• [TO DO]:
1 - In the Cullen Davis piece, switch "defense attorney" to "lawyer" and write out the text starting with "The trial was" and going on through "he got off.".
2 - Summarize the Cullen Davis piece in two sentences.
3 - Extend the Cullen Davis piece, picking up after its final sentence.

• [QUOTED PASSAGE]:
#####
This week we’ve got the first (and only) double feature of our series celebrating the 40 greatest stories ever published in D Magazine. Together they recount the scandalous lives of wealthy Fort Worth socialites Priscilla and T. Cullen Davis. One night in 1976, someone entered the mansion of the estranged couple and killed Priscilla’s 12-year-old daughter and live-in lover, as well as wounded two others, including Priscilla herself. Each of the surviving eyewitnesses said Cullen was the perpetrator.
The trial was just about to begin at the time Tom Stephenson’s March 1977 story was published. Ultimately, Cullen was acquitted of the murder of his stepdaughter, but that wasn’t the end of his legal troubles. An FBI sting operation resulted in incriminating tapes in which Cullen was heard arranging to have the presiding judge and witnesses in his murder trial killed. But his defense attorney again managed to argue that Cullen had been framed, and he got off.
The story of the multimillionaire who once famously hosted a screening of Deep Throat in a Winnebago at the Colonial golf tournament then took an odd turn. As told in Allen Pusey’s December 1980 piece, Cullen became a devout evangelical Christian, under the influence of TV preacher James Robison. Though there were those who doubted the sincerity of Cullen’s conversion, saying that he was only interested in restoring his public image, when Skip Hollandsworth caught up with Cullen for Texas Monthly in 2000, the infamous fellow was still attending church each Sunday and reading his Bible regularly. He also was living in Colleyville and selling skin cream for a living, his fortune having dwindled throughout the 1980s to the point where he had to declare bankruptcy. He’s now 81.
#####
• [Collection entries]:
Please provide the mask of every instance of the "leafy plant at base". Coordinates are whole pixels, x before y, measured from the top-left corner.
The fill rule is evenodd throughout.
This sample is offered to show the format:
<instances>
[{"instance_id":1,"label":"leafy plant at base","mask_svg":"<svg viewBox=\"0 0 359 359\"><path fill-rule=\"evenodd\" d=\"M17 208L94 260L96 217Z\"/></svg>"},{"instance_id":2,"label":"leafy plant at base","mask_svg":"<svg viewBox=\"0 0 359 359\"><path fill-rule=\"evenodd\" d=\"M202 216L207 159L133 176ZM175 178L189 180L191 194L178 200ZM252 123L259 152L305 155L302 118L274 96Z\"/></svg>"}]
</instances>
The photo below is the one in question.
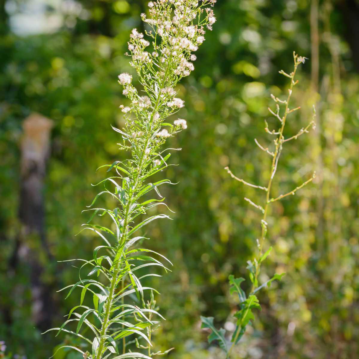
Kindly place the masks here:
<instances>
[{"instance_id":1,"label":"leafy plant at base","mask_svg":"<svg viewBox=\"0 0 359 359\"><path fill-rule=\"evenodd\" d=\"M89 266L88 276L101 275L105 283L80 278L77 283L61 290L70 289L67 298L75 289L81 288L79 304L70 311L67 320L60 327L49 330L57 331L57 335L61 331L73 334L83 339L84 346L80 349L64 345L57 350L71 348L82 353L84 358L91 359L148 358L169 351L153 353L151 349L153 330L149 328L158 323L152 319L153 316L162 317L154 309L153 292L158 292L143 285L142 280L158 275L150 272L139 276L137 271L153 266L168 270L153 256L154 255L172 264L159 253L138 247L137 245L147 238L137 235L137 232L152 221L169 217L160 214L137 222L135 220L154 207L167 207L158 188L165 183L173 184L167 179L154 183L148 182L149 179L168 165L166 161L170 154L165 153L171 149L162 149L166 139L187 128L183 119L175 120L173 124L164 120L184 106L184 102L175 97L175 87L194 69L191 61L195 61L196 57L192 53L204 41L204 27L211 30L216 21L213 10L206 6L213 6L216 0L203 0L200 3L196 0L151 1L148 4L150 18L142 14L141 18L148 25L146 34L151 39L151 44L143 34L136 29L132 31L129 42L131 54L127 55L132 57L130 65L136 70L146 95L139 94L132 84L132 76L130 74L124 73L119 75L119 83L124 88L123 93L131 103L130 106L120 106L125 114L124 128L113 127L122 137L122 143L118 144L120 149L130 151L131 156L126 160L102 166L108 167L107 172L112 170L116 174L96 185L103 185L104 190L95 196L89 206L91 208L86 210L93 212L84 225L84 229L96 233L104 243L94 249L93 259L74 260L83 262L80 271ZM145 51L150 46L151 52ZM161 199L143 199L153 191ZM114 208L93 208L104 195L109 195L114 200ZM111 228L92 224L97 215L108 216L112 222ZM152 293L151 299L146 306L144 293L148 290ZM92 307L84 305L85 297L89 295L92 297ZM126 302L125 299L130 298L132 302L137 300L143 307ZM77 325L73 330L65 328L73 322ZM86 329L81 331L84 327ZM89 332L92 335L88 336ZM147 350L146 354L127 351L129 343L126 344L126 338L131 335L135 336L134 342L138 348ZM140 344L140 340L145 342L146 346Z\"/></svg>"},{"instance_id":2,"label":"leafy plant at base","mask_svg":"<svg viewBox=\"0 0 359 359\"><path fill-rule=\"evenodd\" d=\"M283 134L288 115L297 111L300 108L297 107L295 108L290 109L289 104L293 88L298 83L298 80L294 81L294 77L298 67L300 64L304 64L306 60L305 57L298 56L295 52L293 52L293 55L294 60L294 69L293 71L289 74L285 73L283 70L281 70L279 71L279 73L290 79L288 97L286 99L281 100L273 95L271 95L272 98L276 103L276 108L275 111L273 111L270 108L268 108L271 113L279 121L280 128L277 131L275 130L271 131L268 128L268 124L267 121L265 121L266 127L265 130L266 132L271 135L274 135L276 136L276 138L274 141L274 151L271 151L268 148L265 148L263 147L258 143L256 139L255 139L256 143L260 148L272 158L270 174L267 186L264 187L249 183L241 178L238 178L235 176L228 167L226 167L225 168L233 178L242 182L243 184L247 186L263 191L266 194L265 202L263 206L254 203L248 198L245 198L244 199L250 204L257 209L259 210L262 213L263 217L261 220L261 232L260 239L257 240L257 246L258 250L258 256L256 258L255 258L253 261L249 260L247 262L248 265L247 267L247 269L249 272L249 276L251 283L251 290L248 295L246 295L244 291L241 288L241 285L242 282L245 280L244 278L236 278L232 275L230 275L229 277L230 293L231 294L236 294L238 295L240 308L239 310L234 314L234 316L237 319L236 326L231 339L231 342L232 344L229 348L228 346L227 345L225 340L224 335L225 332L225 330L224 329L221 328L219 330L218 330L215 328L213 325L213 318L212 317L205 318L201 317L202 322L202 327L203 328L209 328L212 330L212 333L208 337L209 342L210 343L213 340L218 340L219 343L221 348L225 352L227 359L230 357L234 346L245 332L247 326L251 320L254 320L255 316L252 310L255 309L260 310L261 309L259 301L256 295L256 294L263 288L270 287L272 282L274 280L280 280L285 274L284 273L281 274L276 273L269 280L260 285L259 284L258 276L260 271L261 264L269 255L272 249L272 247L271 247L266 252L264 253L263 253L263 243L267 236L268 224L266 222L266 219L269 206L273 202L281 200L290 195L294 195L298 190L311 182L315 177L315 173L314 172L309 180L290 192L285 194L280 195L277 197L271 197L271 189L272 184L277 171L279 158L282 153L283 144L292 140L296 140L298 137L303 134L308 132L308 130L309 127L312 127L314 129L315 127L315 123L314 121L315 116L314 109L313 113L313 118L306 127L305 128L302 128L294 136L286 139L284 138ZM281 107L282 108L284 107L284 111L281 115Z\"/></svg>"}]
</instances>

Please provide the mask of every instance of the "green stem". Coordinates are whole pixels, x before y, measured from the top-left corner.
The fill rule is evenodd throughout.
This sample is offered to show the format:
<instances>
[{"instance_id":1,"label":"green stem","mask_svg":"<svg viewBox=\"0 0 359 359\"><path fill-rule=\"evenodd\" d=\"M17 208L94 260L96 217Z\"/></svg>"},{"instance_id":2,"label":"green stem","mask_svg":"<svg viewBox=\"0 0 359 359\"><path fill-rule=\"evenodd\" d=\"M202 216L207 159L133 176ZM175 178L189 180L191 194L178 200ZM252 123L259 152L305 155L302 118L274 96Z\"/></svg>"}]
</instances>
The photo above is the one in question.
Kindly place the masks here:
<instances>
[{"instance_id":1,"label":"green stem","mask_svg":"<svg viewBox=\"0 0 359 359\"><path fill-rule=\"evenodd\" d=\"M290 99L290 96L292 95L292 90L293 89L293 87L294 86L294 77L295 75L295 73L297 71L298 66L298 64L296 60L295 60L294 63L294 70L293 72L290 74L290 87L289 88L289 93L288 95L288 97L287 98L286 103L285 104L285 110L284 114L282 119L282 126L280 128L280 129L279 130L278 137L277 138L277 139L275 141L275 150L274 152L274 155L273 156L273 160L272 162L272 167L271 171L270 177L269 180L268 181L268 185L266 186L266 192L267 193L266 196L265 205L264 207L264 213L263 214L263 216L262 219L262 220L261 221L261 223L262 224L262 233L261 235L261 239L259 242L259 254L258 256L258 260L256 261L256 272L255 274L254 280L253 281L253 283L252 285L252 288L250 292L251 293L253 293L255 289L256 288L257 286L255 285L255 284L258 281L258 275L259 274L260 270L261 265L259 262L259 260L260 258L262 256L262 253L263 250L263 244L265 239L266 234L267 232L266 225L263 223L263 222L264 222L265 223L266 223L266 219L267 219L267 215L268 213L268 208L270 204L271 203L271 201L270 201L270 190L272 187L273 179L274 178L274 175L275 174L275 172L276 170L277 165L278 164L278 161L279 159L279 156L280 155L280 154L281 152L282 144L284 140L284 137L283 135L283 132L284 129L284 126L285 125L285 121L286 120L287 115L288 114L288 106L289 106L289 100ZM247 308L247 312L248 312L249 308L249 306L248 306ZM246 314L247 313L246 313ZM239 325L240 325L241 324ZM236 343L237 341L237 340L238 339L238 337L239 336L239 333L240 331L238 331L236 334L236 336L234 337L234 339L233 340L233 342L232 343L232 345L229 348L229 350L228 351L228 354L227 354L227 356L226 357L226 359L229 359L230 354L232 352L232 351L233 350L233 348L236 345Z\"/></svg>"},{"instance_id":2,"label":"green stem","mask_svg":"<svg viewBox=\"0 0 359 359\"><path fill-rule=\"evenodd\" d=\"M160 100L160 90L163 88L164 87L164 84L166 81L167 76L168 74L168 71L171 64L172 60L172 56L171 55L168 61L168 66L166 69L165 75L163 76L163 79L162 81L162 83L161 84L161 86L160 89L160 91L159 92L158 97L157 98L157 101L154 108L152 115L151 117L151 121L152 121L153 119L154 114L157 111L158 105L159 104ZM123 247L124 247L124 245L127 239L127 227L128 225L129 222L129 212L130 208L131 205L132 204L134 196L134 192L131 188L135 188L137 186L139 179L141 173L141 170L143 169L142 167L143 165L143 162L145 158L145 151L146 151L146 149L147 148L147 146L148 145L148 143L151 135L152 133L151 133L151 131L150 131L150 133L148 134L146 138L146 140L145 142L145 145L143 146L143 147L142 148L142 153L141 154L140 160L139 162L139 165L137 167L138 169L135 178L134 179L134 181L133 181L133 185L130 187L129 190L129 201L126 206L126 212L124 217L124 221L123 225L122 227L122 232L121 234L121 239L120 240L120 243L119 244L118 247L117 247L118 250L117 251L117 253L118 253L120 251L122 251L123 250ZM107 330L108 325L108 322L109 320L110 312L111 307L112 306L112 301L113 298L115 291L116 289L116 284L117 281L117 275L120 271L120 268L119 267L120 263L120 258L119 258L118 261L116 265L115 270L113 272L113 276L111 281L111 284L110 286L108 299L107 300L107 302L106 304L106 309L105 312L105 316L103 320L103 322L102 323L101 331L100 332L101 339L100 339L100 344L99 346L98 351L97 352L97 355L96 356L97 359L101 359L102 356L102 352L103 350L103 347L105 343L105 339L103 337L103 336L106 334L106 331ZM124 351L123 353L124 354L124 351L126 349L126 339L124 338L123 338L123 350Z\"/></svg>"}]
</instances>

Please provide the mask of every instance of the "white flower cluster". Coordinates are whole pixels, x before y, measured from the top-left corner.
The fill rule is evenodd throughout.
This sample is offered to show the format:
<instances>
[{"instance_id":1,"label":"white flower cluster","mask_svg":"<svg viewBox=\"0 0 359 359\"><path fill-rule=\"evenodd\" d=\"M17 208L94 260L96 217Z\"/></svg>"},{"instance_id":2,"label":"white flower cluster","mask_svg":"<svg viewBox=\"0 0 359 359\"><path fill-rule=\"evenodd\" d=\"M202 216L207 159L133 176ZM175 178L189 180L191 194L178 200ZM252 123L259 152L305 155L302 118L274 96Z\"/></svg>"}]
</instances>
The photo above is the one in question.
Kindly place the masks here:
<instances>
[{"instance_id":1,"label":"white flower cluster","mask_svg":"<svg viewBox=\"0 0 359 359\"><path fill-rule=\"evenodd\" d=\"M158 132L156 135L158 137L163 137L164 138L167 138L167 137L169 137L171 135L171 134L169 133L168 131L165 129L163 129L159 132Z\"/></svg>"},{"instance_id":2,"label":"white flower cluster","mask_svg":"<svg viewBox=\"0 0 359 359\"><path fill-rule=\"evenodd\" d=\"M178 120L175 120L173 121L173 124L175 126L181 127L183 130L186 130L187 128L187 121L183 118L178 118Z\"/></svg>"},{"instance_id":3,"label":"white flower cluster","mask_svg":"<svg viewBox=\"0 0 359 359\"><path fill-rule=\"evenodd\" d=\"M126 119L124 133L132 134L125 136L132 141L131 146L124 145L123 148L130 148L139 154L144 152L149 163L156 165L153 158L159 146L172 134L187 128L186 120L178 118L171 130L161 129L166 118L185 106L184 101L176 96L176 86L182 78L195 69L193 62L197 56L193 53L205 41L206 27L211 30L216 21L211 8L216 2L150 1L149 16L141 15L150 30L146 32L145 37L136 29L131 33L127 55L132 57L130 65L137 73L144 94L139 95L129 74L125 72L118 76L118 82L124 88L122 93L131 103L120 106ZM142 149L141 146L143 146Z\"/></svg>"}]
</instances>

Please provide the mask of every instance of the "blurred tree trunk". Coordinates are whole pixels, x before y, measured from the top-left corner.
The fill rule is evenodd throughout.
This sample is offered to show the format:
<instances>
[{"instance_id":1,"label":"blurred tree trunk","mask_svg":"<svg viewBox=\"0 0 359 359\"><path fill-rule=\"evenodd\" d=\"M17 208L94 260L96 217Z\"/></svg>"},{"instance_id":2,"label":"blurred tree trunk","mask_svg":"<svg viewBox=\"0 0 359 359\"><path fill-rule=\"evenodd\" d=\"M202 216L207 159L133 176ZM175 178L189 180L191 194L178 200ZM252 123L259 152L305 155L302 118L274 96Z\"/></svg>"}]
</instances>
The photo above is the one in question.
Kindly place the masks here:
<instances>
[{"instance_id":1,"label":"blurred tree trunk","mask_svg":"<svg viewBox=\"0 0 359 359\"><path fill-rule=\"evenodd\" d=\"M39 328L48 328L54 313L51 283L45 282L45 264L51 257L45 229L44 179L49 157L52 121L33 114L24 121L21 142L20 224L13 266L28 270L33 321Z\"/></svg>"},{"instance_id":2,"label":"blurred tree trunk","mask_svg":"<svg viewBox=\"0 0 359 359\"><path fill-rule=\"evenodd\" d=\"M6 0L0 0L0 34L7 34L9 31L9 16L5 10Z\"/></svg>"},{"instance_id":3,"label":"blurred tree trunk","mask_svg":"<svg viewBox=\"0 0 359 359\"><path fill-rule=\"evenodd\" d=\"M345 35L351 50L353 61L359 71L359 1L340 0L338 5L343 15Z\"/></svg>"}]
</instances>

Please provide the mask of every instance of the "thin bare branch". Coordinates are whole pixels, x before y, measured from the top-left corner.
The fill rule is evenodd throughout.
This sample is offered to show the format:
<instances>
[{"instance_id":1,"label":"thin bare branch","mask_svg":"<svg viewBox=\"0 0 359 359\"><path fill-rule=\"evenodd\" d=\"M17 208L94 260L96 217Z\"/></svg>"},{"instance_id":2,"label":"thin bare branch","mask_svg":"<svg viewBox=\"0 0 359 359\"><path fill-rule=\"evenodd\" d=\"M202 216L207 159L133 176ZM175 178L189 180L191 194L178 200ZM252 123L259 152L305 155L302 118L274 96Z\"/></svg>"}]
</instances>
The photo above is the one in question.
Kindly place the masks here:
<instances>
[{"instance_id":1,"label":"thin bare branch","mask_svg":"<svg viewBox=\"0 0 359 359\"><path fill-rule=\"evenodd\" d=\"M305 128L303 128L301 129L299 131L296 135L292 136L291 137L289 137L289 138L286 139L285 140L283 140L283 142L286 142L288 141L290 141L291 140L296 140L301 135L303 135L303 134L304 133L308 133L309 132L308 129L311 126L312 126L313 128L315 128L315 122L314 121L311 121L309 122L309 124Z\"/></svg>"},{"instance_id":2,"label":"thin bare branch","mask_svg":"<svg viewBox=\"0 0 359 359\"><path fill-rule=\"evenodd\" d=\"M296 107L295 108L293 108L291 110L290 110L289 108L287 111L287 113L291 113L292 112L294 112L294 111L296 111L297 110L299 110L300 108L300 106L299 106L299 107Z\"/></svg>"},{"instance_id":3,"label":"thin bare branch","mask_svg":"<svg viewBox=\"0 0 359 359\"><path fill-rule=\"evenodd\" d=\"M262 187L260 186L256 186L255 185L252 185L251 183L248 183L248 182L246 182L243 180L242 180L242 178L239 178L238 177L236 177L234 176L234 174L232 173L232 171L229 169L229 168L227 166L227 167L224 168L224 169L227 171L227 172L230 175L231 177L233 178L234 178L235 180L239 181L239 182L242 182L244 185L246 185L247 186L249 186L250 187L253 187L253 188L258 188L260 190L262 190L263 191L267 191L267 188L265 187Z\"/></svg>"},{"instance_id":4,"label":"thin bare branch","mask_svg":"<svg viewBox=\"0 0 359 359\"><path fill-rule=\"evenodd\" d=\"M255 138L254 139L254 141L257 144L257 146L258 146L262 151L264 151L265 152L266 152L268 154L270 155L271 156L274 156L274 154L273 153L273 152L271 152L270 151L269 151L268 149L268 147L266 148L265 148L262 146L260 145L258 141L257 140L256 138Z\"/></svg>"},{"instance_id":5,"label":"thin bare branch","mask_svg":"<svg viewBox=\"0 0 359 359\"><path fill-rule=\"evenodd\" d=\"M270 135L279 135L279 132L276 132L275 130L273 130L272 131L271 131L268 128L268 122L267 122L267 121L266 121L266 120L264 120L264 122L265 122L265 123L266 124L266 127L265 127L265 128L264 129L264 130L266 131L266 132L267 132L267 133L269 134Z\"/></svg>"},{"instance_id":6,"label":"thin bare branch","mask_svg":"<svg viewBox=\"0 0 359 359\"><path fill-rule=\"evenodd\" d=\"M277 104L278 105L278 104L277 103ZM268 107L268 110L269 111L269 112L270 112L271 113L272 115L275 117L276 117L277 118L278 118L278 119L281 122L282 122L283 120L282 120L282 118L281 117L279 116L279 113L276 113L275 112L274 112L271 109L270 107Z\"/></svg>"},{"instance_id":7,"label":"thin bare branch","mask_svg":"<svg viewBox=\"0 0 359 359\"><path fill-rule=\"evenodd\" d=\"M290 191L290 192L288 192L288 193L286 193L285 195L281 195L280 196L278 196L276 198L271 198L268 202L268 203L270 203L270 202L275 202L276 201L278 201L279 200L281 199L282 198L284 198L284 197L286 197L287 196L289 196L290 195L294 195L294 194L298 190L300 190L301 188L303 188L305 186L306 186L308 183L311 182L315 178L316 173L314 172L313 174L313 176L308 180L306 181L304 183L302 183L300 186L297 187L296 188L295 188L293 191Z\"/></svg>"},{"instance_id":8,"label":"thin bare branch","mask_svg":"<svg viewBox=\"0 0 359 359\"><path fill-rule=\"evenodd\" d=\"M247 202L248 202L251 204L253 207L255 207L257 209L259 209L262 213L263 214L264 214L264 209L261 206L260 206L259 205L256 204L254 202L252 202L249 198L244 197L244 199L247 201Z\"/></svg>"}]
</instances>

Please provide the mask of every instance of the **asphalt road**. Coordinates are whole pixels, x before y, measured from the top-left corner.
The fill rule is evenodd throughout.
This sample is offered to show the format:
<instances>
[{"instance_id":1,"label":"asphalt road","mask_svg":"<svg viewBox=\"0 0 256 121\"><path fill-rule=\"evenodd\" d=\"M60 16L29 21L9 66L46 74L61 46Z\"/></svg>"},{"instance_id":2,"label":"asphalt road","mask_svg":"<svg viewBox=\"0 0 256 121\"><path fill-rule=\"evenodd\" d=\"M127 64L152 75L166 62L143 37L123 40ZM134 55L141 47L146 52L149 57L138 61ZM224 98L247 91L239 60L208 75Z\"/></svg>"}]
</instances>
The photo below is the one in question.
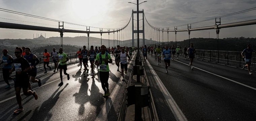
#####
• [RESULTS]:
1 -
The trial was just about to begin at the time Tom Stephenson’s March 1977 story was published. Ultimately, Cullen was acquitted of the murder of his stepdaughter, but that wasn’t the end of his legal troubles. An FBI sting operation resulted in incriminating tapes in which Cullen was heard arranging to have the presiding judge and witnesses in his murder trial killed. But his lawyer again managed to argue that Cullen had been framed, and he got off.

2 - The piece introduces a D Magazine double feature on Fort Worth socialites Priscilla and T. Cullen Davis, in whose mansion someone killed Priscilla's 12-year-old daughter and live-in lover in 1976, with the surviving eyewitnesses naming Cullen as the perpetrator. Cullen was acquitted of the murder and later got off after an FBI sting taped him arranging killings, then became a devout evangelical Christian as his fortune dwindled to bankruptcy.

3 -
Priscilla’s wrongful death suit against Cullen ended in a hung jury in 1986. He was never tried for the other murder committed that tragic night in 1976, that of Priscilla’s boyfriend, Stan Farr. The entire story has been told in several books, including Blood Will Tell by Gary Cartwright; Final Justice: The True Story of the Richest Man Ever Tried for Murder by Steven Naifeh and Gregory White Smith; and Texas vs. Davis by Mike Cochran, which was excerpted in D in 1980. It was also made into a TV miniseries, called Texas Justice, in 1995. Heather Locklear played Priscilla.
After their divorce, in which Cullen won ownership of their Fort Worth home, Priscilla ended up moving to Dallas. By the 1990s, her money was mostly gone and she was living in a one-bedroom apartment in Oak Lawn. When her daughter ran into trouble with drugs, she took on the responsibility of raising her own granddaughter. She died of breast cancer in February 2001 — not long after a report surfaced in the Star-Telegram in which Cullen’s father-in-law admitted paying off an investigator of the Tarrant County District Attorney’s office during the 1977 trial.
As for the mansion where the bloody events took place, subsequent owners tried to capitalize on its notoriety by turning it into a restaurant, but those ventures failed. Then it was a church for awhile. But today it’s a special-events venue called Stonegate Mansion. Can you imagine a more perfect spot for a wedding?